> **How to complete this task**: In the passage on nutrition in recovery, under what condition did the mice in the cited study choose cocaine over food?

> **Reading passage**:
<<<<

Justine Lichtenstern is a certified nutritionist who works for The Ho Tai Way – Recovery For Women. She was interviewed for this article to talk about her approach to nutrition in recovery.

How Food Can Heal Your Body

Nutrition is not just about eating “healthy foods.” Justine emphasizes that we should have “no moral judgments” about food. Women with addiction and or disordered eating will restrict themselves from eating certain foods based on moral judgments of what is good or bad or healthy or unhealthy. But restricting foods for any reason creates more problems. She cited a study where mice were offered cocaine or food. They only chose the cocaine when they had been starved or restricted.

The approach that Justine uses to nutrition is evidence-based. For example, there is a common belief that you can be addicted to sugar or food. If you restrict yourself from eating sugary foods or even food altogether, you develop a scarcity mindset. You may feel like you are addicted because you have cravings for food or sugar and then will binge and feel like you don’t have control. She points out that “You can’t get addicted to something that you need to sustain you for life.” Your body needs food.

>>>>

[Point-per-instance localization data]
<<<<

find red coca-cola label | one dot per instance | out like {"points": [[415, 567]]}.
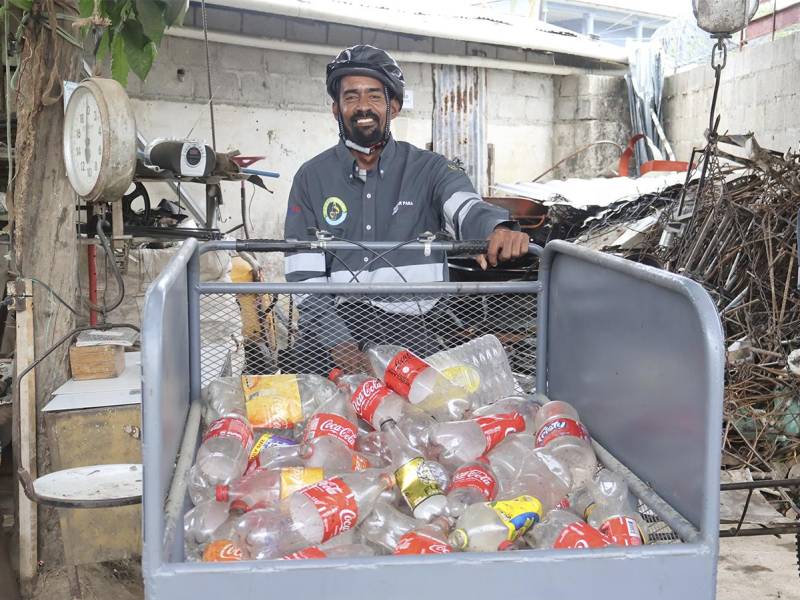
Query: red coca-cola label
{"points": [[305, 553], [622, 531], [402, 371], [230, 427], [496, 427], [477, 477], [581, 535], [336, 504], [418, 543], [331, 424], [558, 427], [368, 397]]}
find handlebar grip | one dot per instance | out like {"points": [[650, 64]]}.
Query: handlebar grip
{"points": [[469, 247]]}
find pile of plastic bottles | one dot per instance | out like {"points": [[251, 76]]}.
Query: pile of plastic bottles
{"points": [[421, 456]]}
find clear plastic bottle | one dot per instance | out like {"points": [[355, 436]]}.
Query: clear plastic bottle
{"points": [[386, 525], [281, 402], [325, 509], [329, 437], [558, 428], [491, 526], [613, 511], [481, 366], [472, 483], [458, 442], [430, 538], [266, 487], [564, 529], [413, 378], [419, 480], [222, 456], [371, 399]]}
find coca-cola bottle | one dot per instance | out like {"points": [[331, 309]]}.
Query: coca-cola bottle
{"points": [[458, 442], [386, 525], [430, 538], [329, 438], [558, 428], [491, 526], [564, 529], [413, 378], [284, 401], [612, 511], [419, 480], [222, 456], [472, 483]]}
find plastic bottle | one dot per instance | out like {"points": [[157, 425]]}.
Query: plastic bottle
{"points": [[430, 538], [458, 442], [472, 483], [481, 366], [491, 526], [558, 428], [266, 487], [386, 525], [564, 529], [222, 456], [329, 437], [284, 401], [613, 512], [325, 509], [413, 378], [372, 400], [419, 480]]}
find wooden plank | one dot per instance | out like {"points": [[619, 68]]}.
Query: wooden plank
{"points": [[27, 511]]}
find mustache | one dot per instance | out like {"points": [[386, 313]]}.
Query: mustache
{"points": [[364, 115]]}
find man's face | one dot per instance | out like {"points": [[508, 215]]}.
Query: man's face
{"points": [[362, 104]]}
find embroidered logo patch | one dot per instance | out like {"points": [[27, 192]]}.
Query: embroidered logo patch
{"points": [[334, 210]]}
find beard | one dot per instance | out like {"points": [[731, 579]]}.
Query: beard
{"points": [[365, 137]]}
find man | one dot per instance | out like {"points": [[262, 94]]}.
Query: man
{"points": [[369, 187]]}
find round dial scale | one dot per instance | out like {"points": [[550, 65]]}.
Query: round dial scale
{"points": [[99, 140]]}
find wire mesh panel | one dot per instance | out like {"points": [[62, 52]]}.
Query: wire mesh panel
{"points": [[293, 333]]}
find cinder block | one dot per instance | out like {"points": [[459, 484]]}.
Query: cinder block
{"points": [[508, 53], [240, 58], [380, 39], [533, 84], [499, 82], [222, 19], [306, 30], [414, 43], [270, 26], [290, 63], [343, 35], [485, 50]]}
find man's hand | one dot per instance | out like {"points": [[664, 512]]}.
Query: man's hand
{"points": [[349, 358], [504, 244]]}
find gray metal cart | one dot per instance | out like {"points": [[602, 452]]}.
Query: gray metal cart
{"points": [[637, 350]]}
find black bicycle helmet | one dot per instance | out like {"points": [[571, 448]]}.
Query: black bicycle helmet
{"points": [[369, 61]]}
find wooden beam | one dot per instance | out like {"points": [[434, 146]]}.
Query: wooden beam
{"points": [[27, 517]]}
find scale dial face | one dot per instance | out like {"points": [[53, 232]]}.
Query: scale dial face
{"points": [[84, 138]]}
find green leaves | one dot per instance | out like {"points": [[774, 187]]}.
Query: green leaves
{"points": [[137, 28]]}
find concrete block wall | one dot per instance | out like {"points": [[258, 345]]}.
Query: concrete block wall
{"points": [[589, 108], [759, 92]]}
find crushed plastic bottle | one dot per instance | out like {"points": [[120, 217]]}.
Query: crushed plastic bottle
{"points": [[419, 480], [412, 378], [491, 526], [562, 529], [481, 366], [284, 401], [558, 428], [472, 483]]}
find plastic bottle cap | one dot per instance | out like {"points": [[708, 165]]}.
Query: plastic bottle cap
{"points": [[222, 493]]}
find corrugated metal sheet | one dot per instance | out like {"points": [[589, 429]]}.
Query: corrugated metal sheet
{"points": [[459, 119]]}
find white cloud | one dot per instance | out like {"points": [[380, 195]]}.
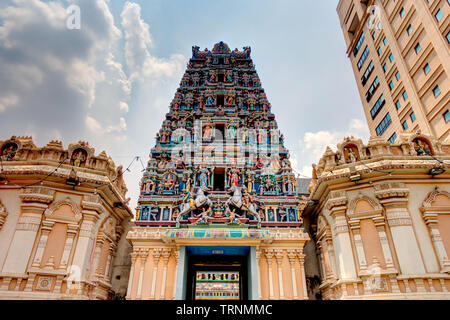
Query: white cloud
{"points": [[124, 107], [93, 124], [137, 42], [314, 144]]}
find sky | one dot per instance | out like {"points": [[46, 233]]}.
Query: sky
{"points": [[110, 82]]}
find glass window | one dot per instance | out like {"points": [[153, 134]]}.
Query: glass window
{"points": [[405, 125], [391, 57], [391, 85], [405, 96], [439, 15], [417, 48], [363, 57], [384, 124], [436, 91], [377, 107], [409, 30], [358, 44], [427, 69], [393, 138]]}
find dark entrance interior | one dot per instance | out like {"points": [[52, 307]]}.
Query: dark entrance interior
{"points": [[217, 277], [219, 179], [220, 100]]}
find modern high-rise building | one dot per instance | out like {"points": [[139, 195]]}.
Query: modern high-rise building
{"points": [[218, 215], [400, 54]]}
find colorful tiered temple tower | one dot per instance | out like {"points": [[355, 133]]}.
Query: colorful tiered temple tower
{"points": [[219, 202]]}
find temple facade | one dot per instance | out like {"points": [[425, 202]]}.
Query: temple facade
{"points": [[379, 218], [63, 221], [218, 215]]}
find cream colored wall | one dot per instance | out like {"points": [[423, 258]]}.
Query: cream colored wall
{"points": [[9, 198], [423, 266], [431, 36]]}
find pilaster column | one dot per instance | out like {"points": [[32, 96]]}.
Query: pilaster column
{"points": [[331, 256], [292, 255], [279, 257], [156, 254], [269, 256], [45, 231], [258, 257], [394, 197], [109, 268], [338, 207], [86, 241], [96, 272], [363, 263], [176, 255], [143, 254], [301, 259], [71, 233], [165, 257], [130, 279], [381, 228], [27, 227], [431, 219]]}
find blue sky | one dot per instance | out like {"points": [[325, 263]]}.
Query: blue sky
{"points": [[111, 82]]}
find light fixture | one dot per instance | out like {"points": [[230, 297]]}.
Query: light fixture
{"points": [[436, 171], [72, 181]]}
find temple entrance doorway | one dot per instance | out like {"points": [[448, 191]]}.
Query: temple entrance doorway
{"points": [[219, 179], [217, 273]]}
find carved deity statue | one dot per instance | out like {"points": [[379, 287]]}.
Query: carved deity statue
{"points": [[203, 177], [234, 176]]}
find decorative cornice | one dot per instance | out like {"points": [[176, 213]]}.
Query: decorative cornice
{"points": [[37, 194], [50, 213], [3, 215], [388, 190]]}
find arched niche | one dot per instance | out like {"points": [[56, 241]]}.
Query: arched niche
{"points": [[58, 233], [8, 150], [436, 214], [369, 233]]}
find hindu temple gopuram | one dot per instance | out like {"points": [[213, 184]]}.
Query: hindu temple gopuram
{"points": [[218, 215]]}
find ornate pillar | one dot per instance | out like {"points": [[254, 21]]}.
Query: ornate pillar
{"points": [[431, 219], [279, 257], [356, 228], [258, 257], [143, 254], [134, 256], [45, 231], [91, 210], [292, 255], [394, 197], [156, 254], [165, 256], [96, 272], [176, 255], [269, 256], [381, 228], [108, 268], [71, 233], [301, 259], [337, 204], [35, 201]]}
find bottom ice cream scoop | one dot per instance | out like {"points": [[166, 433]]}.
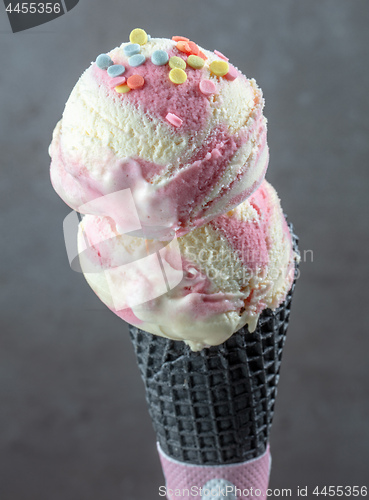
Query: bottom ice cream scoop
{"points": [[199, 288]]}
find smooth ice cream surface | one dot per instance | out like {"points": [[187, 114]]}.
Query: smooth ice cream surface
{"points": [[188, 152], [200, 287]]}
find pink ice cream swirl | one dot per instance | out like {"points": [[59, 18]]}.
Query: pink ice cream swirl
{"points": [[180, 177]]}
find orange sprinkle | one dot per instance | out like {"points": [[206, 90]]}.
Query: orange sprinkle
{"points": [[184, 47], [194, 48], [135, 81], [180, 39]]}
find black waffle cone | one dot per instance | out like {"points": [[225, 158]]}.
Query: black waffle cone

>>>>

> **Task response**: Only when they had been starved or restricted.